— start of TEXT PROVIDED —

When a capacitor C is connected to a battery through R then charging of capacitor takes place.

The eqn. of emf at any time t is

$R I+\frac{q}{C}=E$

$\frac{R d q}{d t}+\frac{q}{C}=E$

$\int_{0}^{Q} \frac{d q}{(C E-q)}$

$=-\int_{0}^{t} \frac{d t}{R C}$

This on solving gives $Q=Q_{0}\left(1-e^{-t / R C}\right)$

where $Q_{0}=C E$

#### Important Points

1. The charge on a capacitor increases exponentially with time
2. The current during charging process is$I=\frac{d Q}{d t}$$=-\frac{Q_{0}}{R C} e^{-t / R C}$$=-I_{0} e^{-t / R C}$

The current decreases exponentially with time.

3. $\tau=R C$ is the capacitive time constant. It is the time in which the charge on the capacitor reaches 0.632 times of its maximum value during charging.
4. The time constant is the time in which current reduces to $\frac{1}{\mathrm{e}}$ times or 0.368 times of its initial value
5. At initial time $\mathrm{t}=0$ and $I=I_{\max }$ so circuit acts as short circuit or conducting wire.At $t=\infty \quad I=0$ so circuit acts as an open circuit or as a broken wire.

— end of TEXT PROVIDED —
— start of DATA SUPPLIED —

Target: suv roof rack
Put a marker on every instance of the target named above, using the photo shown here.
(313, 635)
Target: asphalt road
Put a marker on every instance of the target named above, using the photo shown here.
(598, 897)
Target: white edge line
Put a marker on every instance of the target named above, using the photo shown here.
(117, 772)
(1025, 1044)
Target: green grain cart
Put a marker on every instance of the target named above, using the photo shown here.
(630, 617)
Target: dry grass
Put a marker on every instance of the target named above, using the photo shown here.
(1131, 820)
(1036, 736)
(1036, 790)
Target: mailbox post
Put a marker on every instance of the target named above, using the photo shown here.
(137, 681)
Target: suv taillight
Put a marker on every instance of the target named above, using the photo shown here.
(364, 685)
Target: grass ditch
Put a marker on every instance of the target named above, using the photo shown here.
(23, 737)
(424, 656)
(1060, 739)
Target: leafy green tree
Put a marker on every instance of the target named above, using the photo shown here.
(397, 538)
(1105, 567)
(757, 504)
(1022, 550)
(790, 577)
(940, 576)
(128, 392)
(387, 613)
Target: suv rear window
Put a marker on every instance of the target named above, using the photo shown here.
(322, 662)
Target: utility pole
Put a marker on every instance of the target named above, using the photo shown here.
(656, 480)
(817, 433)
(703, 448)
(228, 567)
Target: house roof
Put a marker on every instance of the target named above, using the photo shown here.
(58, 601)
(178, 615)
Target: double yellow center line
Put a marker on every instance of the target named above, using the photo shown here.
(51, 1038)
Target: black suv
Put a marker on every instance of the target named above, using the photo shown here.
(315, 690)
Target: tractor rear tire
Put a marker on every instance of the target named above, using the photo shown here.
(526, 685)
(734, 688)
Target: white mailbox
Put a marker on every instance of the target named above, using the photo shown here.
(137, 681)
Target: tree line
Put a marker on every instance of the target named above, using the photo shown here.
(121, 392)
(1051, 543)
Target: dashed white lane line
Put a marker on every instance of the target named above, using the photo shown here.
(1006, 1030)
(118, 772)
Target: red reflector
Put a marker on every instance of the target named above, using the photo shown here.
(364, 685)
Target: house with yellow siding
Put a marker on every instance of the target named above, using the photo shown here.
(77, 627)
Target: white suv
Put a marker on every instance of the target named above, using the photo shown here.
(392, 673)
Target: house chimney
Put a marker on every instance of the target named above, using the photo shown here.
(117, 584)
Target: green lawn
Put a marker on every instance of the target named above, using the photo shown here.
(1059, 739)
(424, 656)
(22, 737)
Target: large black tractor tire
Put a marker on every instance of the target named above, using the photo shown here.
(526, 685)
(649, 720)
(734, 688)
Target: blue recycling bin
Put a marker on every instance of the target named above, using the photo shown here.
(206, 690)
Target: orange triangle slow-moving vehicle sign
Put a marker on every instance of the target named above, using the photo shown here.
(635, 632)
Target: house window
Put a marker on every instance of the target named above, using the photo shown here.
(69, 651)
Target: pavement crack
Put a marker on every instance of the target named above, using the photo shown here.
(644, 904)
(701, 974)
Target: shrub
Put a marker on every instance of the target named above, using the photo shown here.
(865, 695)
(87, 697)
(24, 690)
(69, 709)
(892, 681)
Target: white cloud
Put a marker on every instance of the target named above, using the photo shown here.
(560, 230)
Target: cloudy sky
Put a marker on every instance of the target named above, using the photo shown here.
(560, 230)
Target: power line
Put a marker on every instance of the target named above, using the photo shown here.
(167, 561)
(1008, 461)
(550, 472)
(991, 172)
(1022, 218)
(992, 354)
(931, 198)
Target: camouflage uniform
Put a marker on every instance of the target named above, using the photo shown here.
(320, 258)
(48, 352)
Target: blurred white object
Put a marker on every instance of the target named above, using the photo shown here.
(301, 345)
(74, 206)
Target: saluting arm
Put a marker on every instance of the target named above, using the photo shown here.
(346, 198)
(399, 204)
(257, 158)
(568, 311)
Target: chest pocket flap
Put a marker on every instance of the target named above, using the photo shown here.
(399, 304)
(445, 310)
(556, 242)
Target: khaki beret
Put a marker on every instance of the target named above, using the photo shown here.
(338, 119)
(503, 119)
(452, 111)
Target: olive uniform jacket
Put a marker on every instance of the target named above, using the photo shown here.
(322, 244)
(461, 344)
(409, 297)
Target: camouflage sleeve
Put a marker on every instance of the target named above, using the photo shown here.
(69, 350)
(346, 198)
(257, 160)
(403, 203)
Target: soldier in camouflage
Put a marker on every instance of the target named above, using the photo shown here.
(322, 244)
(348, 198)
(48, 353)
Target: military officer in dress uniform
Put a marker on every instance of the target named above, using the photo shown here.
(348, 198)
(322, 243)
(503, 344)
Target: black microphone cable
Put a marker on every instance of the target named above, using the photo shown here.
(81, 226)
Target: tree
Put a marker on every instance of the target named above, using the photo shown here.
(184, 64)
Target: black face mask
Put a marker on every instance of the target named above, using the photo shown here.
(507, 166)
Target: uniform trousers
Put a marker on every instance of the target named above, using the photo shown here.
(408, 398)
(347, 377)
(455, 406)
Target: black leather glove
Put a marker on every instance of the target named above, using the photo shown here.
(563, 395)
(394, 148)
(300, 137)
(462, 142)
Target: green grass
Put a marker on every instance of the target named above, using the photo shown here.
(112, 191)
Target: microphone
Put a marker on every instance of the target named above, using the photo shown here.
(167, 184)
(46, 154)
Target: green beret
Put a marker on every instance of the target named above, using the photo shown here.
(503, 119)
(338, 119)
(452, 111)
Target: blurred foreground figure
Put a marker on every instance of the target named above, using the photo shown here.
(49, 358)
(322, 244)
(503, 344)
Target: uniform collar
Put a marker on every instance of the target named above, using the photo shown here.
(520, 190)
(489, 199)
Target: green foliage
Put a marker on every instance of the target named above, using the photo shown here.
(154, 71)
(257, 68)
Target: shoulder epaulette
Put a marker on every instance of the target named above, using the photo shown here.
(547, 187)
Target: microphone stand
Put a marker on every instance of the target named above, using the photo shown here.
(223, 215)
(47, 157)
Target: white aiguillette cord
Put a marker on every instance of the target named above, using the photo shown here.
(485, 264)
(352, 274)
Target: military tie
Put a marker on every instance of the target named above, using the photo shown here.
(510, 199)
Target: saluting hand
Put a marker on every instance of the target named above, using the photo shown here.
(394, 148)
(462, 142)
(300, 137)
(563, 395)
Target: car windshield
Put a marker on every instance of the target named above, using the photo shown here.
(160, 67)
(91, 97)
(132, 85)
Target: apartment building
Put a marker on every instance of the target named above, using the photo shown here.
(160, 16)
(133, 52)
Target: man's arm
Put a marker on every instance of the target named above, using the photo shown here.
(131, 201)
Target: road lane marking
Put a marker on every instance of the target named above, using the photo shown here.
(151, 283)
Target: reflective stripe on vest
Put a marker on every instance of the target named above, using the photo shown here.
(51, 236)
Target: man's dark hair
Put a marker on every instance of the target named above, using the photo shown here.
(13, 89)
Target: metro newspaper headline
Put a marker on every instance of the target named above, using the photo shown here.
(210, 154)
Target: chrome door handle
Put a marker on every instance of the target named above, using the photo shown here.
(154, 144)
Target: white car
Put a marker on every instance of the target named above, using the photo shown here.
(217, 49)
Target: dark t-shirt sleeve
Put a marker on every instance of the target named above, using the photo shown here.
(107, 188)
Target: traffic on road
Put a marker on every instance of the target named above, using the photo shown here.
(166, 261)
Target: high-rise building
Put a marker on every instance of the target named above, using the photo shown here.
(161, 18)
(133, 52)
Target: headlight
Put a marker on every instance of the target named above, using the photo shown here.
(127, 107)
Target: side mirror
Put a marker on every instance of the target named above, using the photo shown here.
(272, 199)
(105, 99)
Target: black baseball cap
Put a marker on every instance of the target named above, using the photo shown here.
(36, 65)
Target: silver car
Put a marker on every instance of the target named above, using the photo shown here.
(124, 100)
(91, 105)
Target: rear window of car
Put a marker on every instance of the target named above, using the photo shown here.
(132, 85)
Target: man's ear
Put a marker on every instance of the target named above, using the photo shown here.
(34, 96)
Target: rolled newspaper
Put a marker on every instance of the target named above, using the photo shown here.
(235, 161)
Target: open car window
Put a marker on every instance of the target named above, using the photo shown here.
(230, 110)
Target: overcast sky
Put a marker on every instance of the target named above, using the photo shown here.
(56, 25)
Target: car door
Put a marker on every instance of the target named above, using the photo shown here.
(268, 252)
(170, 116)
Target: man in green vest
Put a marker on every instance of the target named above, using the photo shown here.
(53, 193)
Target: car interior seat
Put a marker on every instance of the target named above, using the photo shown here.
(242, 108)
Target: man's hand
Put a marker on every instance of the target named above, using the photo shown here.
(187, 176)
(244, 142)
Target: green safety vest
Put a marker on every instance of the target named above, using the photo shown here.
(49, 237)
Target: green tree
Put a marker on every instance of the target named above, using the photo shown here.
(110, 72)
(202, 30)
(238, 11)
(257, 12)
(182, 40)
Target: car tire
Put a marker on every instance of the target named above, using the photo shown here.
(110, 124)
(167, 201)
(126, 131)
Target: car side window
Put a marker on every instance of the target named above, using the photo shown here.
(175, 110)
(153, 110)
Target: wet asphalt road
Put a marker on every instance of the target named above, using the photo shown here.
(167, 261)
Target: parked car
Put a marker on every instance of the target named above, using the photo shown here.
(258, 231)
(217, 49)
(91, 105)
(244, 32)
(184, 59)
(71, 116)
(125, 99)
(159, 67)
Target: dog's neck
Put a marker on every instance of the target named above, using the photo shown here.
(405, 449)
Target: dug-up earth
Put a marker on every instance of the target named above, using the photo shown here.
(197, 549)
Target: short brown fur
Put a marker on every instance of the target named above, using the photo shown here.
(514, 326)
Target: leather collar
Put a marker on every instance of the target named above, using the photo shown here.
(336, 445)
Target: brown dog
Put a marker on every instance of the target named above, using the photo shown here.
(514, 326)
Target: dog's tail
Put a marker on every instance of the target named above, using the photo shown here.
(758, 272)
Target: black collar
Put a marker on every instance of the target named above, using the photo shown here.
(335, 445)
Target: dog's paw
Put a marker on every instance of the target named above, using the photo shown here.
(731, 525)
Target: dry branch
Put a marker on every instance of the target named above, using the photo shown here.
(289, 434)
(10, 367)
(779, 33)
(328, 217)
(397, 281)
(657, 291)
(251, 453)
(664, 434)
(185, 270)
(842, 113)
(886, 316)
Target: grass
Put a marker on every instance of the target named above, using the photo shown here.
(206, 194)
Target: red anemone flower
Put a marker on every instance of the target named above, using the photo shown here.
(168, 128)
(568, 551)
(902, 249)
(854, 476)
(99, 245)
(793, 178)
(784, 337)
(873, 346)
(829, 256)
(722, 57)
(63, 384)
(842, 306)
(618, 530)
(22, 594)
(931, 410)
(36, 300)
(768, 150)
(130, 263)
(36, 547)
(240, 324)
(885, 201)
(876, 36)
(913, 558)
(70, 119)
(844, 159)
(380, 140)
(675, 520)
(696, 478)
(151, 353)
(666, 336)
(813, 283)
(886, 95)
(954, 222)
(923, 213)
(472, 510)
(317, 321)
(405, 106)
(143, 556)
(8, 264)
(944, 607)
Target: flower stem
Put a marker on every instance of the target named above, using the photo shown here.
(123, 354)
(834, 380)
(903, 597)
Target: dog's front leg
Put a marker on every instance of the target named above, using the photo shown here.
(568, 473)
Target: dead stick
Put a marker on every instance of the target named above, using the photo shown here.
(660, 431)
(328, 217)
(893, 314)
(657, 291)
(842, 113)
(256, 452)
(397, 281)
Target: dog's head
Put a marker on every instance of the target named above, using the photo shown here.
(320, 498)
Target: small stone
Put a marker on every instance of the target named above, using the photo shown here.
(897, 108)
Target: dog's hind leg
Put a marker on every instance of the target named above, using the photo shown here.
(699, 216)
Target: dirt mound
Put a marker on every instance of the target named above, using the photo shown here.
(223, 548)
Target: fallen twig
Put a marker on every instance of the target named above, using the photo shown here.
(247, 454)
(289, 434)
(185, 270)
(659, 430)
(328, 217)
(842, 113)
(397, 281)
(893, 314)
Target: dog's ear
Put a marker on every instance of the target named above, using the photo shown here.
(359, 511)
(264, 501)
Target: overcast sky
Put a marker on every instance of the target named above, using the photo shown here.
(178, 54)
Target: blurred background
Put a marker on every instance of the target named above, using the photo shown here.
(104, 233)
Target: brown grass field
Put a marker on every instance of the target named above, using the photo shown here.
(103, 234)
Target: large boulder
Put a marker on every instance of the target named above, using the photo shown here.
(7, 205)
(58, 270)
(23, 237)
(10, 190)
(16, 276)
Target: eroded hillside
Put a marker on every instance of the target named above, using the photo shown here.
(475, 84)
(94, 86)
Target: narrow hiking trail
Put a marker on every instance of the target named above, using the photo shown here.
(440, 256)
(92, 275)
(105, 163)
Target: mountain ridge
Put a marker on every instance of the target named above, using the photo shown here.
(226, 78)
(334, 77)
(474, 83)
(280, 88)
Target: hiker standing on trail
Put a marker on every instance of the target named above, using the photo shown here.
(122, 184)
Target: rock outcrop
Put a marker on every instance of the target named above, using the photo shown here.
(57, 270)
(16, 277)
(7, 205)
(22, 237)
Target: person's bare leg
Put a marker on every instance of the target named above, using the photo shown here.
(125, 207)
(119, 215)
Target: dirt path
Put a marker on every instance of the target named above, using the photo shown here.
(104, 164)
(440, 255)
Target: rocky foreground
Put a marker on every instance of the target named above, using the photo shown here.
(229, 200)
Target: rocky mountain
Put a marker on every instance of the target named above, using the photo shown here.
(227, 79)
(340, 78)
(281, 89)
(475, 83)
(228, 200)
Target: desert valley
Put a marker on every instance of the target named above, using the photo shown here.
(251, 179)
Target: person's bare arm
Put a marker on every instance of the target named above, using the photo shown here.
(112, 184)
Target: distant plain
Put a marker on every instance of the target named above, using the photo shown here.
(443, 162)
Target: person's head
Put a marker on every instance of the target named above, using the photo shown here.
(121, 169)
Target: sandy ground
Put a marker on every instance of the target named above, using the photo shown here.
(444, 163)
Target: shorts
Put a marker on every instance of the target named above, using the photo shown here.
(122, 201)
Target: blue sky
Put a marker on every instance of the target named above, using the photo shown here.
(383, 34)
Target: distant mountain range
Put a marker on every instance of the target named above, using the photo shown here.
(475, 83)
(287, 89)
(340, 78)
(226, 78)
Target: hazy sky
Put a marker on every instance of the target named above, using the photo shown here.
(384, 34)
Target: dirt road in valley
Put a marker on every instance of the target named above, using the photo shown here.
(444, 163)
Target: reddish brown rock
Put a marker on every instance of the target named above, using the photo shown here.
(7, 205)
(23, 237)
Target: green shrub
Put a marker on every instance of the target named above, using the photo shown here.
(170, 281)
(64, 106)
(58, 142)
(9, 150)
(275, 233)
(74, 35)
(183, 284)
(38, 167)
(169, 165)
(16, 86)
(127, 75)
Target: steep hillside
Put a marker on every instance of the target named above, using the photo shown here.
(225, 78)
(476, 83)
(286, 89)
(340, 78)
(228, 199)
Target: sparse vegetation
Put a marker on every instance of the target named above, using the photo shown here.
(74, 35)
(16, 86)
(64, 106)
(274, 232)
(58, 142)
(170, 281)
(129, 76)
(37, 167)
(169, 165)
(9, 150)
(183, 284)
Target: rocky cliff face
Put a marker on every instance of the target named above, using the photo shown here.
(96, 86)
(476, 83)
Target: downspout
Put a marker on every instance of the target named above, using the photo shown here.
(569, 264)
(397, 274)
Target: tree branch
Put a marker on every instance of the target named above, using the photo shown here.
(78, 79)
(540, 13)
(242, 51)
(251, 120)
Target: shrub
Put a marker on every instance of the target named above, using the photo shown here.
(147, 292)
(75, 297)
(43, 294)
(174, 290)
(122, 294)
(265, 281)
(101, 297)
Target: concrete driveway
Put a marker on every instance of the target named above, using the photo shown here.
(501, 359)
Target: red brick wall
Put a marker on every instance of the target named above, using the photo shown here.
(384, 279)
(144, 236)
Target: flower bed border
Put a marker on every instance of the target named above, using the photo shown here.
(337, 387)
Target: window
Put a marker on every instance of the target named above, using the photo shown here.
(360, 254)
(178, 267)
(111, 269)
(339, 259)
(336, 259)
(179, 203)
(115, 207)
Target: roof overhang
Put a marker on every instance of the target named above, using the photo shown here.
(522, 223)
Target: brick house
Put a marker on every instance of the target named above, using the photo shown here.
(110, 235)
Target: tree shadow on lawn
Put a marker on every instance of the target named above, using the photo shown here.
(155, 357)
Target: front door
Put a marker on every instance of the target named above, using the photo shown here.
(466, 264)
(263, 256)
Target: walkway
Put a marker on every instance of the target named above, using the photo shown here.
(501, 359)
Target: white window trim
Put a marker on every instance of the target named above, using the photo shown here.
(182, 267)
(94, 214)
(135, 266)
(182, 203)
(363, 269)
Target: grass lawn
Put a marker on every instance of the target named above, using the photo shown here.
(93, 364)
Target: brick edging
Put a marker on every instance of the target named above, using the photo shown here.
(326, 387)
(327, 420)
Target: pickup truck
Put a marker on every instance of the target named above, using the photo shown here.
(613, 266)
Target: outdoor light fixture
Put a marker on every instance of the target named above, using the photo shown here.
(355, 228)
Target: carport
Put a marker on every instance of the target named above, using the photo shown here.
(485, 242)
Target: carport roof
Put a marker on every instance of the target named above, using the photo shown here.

— end of DATA SUPPLIED —

## OBJECTIVES
(1) In the text on capacitor charging, rewrite the stretch from "1. The charge" through "exponentially with time.", substituting "drops" for "decreases".
(2) Translate this sentence from the capacitor charging text into Spanish: "When a capacitor C is connected to a battery through R then charging of capacitor takes place."

## RESULTS OF THE EXERCISE
(1)
1. The charge on a capacitor increases exponentially with time
2. The current during charging process is$I=\frac{d Q}{d t}$$=-\frac{Q_{0}}{R C} e^{-t / R C}$$=-I_{0} e^{-t / R C}$

The current drops exponentially with time.

(2) Cuando un condensador C se conecta a una batería a través de R, tiene lugar la carga del condensador.